Task requirements ▸ Exactly repeat the material, dropping every picture from the copy.

■ ■ ■ ■

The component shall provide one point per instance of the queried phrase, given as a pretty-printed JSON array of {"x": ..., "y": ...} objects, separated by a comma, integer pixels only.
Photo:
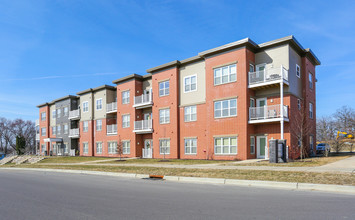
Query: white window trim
[
  {"x": 164, "y": 88},
  {"x": 99, "y": 109},
  {"x": 298, "y": 74},
  {"x": 190, "y": 76},
  {"x": 86, "y": 102}
]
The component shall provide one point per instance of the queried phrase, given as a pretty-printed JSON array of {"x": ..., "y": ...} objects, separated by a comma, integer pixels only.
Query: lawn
[
  {"x": 308, "y": 162},
  {"x": 283, "y": 176}
]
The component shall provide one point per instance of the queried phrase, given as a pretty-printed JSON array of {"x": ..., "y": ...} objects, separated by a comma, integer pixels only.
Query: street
[{"x": 44, "y": 195}]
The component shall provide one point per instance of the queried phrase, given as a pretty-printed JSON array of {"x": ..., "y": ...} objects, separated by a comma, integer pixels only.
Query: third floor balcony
[
  {"x": 268, "y": 77},
  {"x": 267, "y": 114},
  {"x": 143, "y": 101},
  {"x": 74, "y": 114}
]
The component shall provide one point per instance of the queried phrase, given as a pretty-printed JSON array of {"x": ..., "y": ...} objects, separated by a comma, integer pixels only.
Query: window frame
[
  {"x": 165, "y": 88},
  {"x": 229, "y": 74},
  {"x": 190, "y": 114},
  {"x": 184, "y": 83}
]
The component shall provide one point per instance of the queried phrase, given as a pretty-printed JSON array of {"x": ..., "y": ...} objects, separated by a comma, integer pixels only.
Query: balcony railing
[
  {"x": 74, "y": 114},
  {"x": 74, "y": 132},
  {"x": 143, "y": 101},
  {"x": 144, "y": 126},
  {"x": 267, "y": 112},
  {"x": 267, "y": 76},
  {"x": 111, "y": 107},
  {"x": 111, "y": 129}
]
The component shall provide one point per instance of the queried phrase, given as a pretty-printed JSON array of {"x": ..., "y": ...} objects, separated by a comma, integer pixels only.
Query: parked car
[{"x": 323, "y": 148}]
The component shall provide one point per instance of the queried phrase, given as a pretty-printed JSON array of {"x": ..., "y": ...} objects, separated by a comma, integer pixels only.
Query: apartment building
[{"x": 226, "y": 103}]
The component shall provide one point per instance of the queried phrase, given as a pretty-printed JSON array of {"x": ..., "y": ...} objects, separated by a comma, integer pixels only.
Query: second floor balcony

■ ■ ■ ■

Result of this task ▸
The component shall provide one point per instance of the queried phrase, given as a pretty-printed JSON array of {"x": ..., "y": ...} objects, separated by a comma, integer pixels only.
Photo:
Query: white window trim
[
  {"x": 164, "y": 88},
  {"x": 99, "y": 109},
  {"x": 298, "y": 74},
  {"x": 190, "y": 76},
  {"x": 86, "y": 102}
]
The component shall provide one point per instance of the queried phrase, given as a pretty-printed JSON array of {"x": ..., "y": ...} objects, separated by a comma, integer pixels only.
Query: lawn
[
  {"x": 308, "y": 162},
  {"x": 283, "y": 176}
]
The component shall provide one point per instance of the queried phrase, given as a pretty-printed JSON array of {"x": ..., "y": ...} objects, separated by a comma, integer pixels only.
Query: street
[{"x": 44, "y": 195}]
The component shall provide one point per instance of the queried phrase, given as a pretty-printed JSON array of {"x": ..., "y": ...} objects, separated by a comma, integer pixels only.
Query: third floor balcony
[
  {"x": 268, "y": 77},
  {"x": 267, "y": 114},
  {"x": 143, "y": 101},
  {"x": 74, "y": 114}
]
The component shall provide one point per instance of the queried phrase, given as a pretty-printed JSON array of {"x": ..., "y": ...} objects, separated by a comma, integer pixels only.
Query: window frame
[
  {"x": 165, "y": 88},
  {"x": 229, "y": 74},
  {"x": 190, "y": 114},
  {"x": 184, "y": 83}
]
The component shall provide one point per instance of the queried phrase, given as a pretty-printed JSON array of {"x": ..., "y": ...} objects, separated by a comma, integer pixels only.
Query: balcony railing
[
  {"x": 74, "y": 114},
  {"x": 74, "y": 132},
  {"x": 143, "y": 101},
  {"x": 144, "y": 126},
  {"x": 267, "y": 112},
  {"x": 267, "y": 76},
  {"x": 111, "y": 107},
  {"x": 111, "y": 129}
]
The component shall provide one point per instance of the queried phrase, given as a pretty-printed JSON array of {"x": ..., "y": ...} objects, separated by a comma, integer pixels only.
Query: parked car
[{"x": 323, "y": 148}]
The component shall provide one point per instance of the queried phrase, given as a pretty-printed JSON array of {"x": ..., "y": ...} objects, separated by a comma, integer pixels only.
Query: apartment building
[{"x": 226, "y": 103}]
The component shall provide one point per instance of the queried phrase, given as a pretty-printed JSON array of {"x": ..., "y": ...} objects, separated by a comma, integer pixels only.
Query: second floor balcony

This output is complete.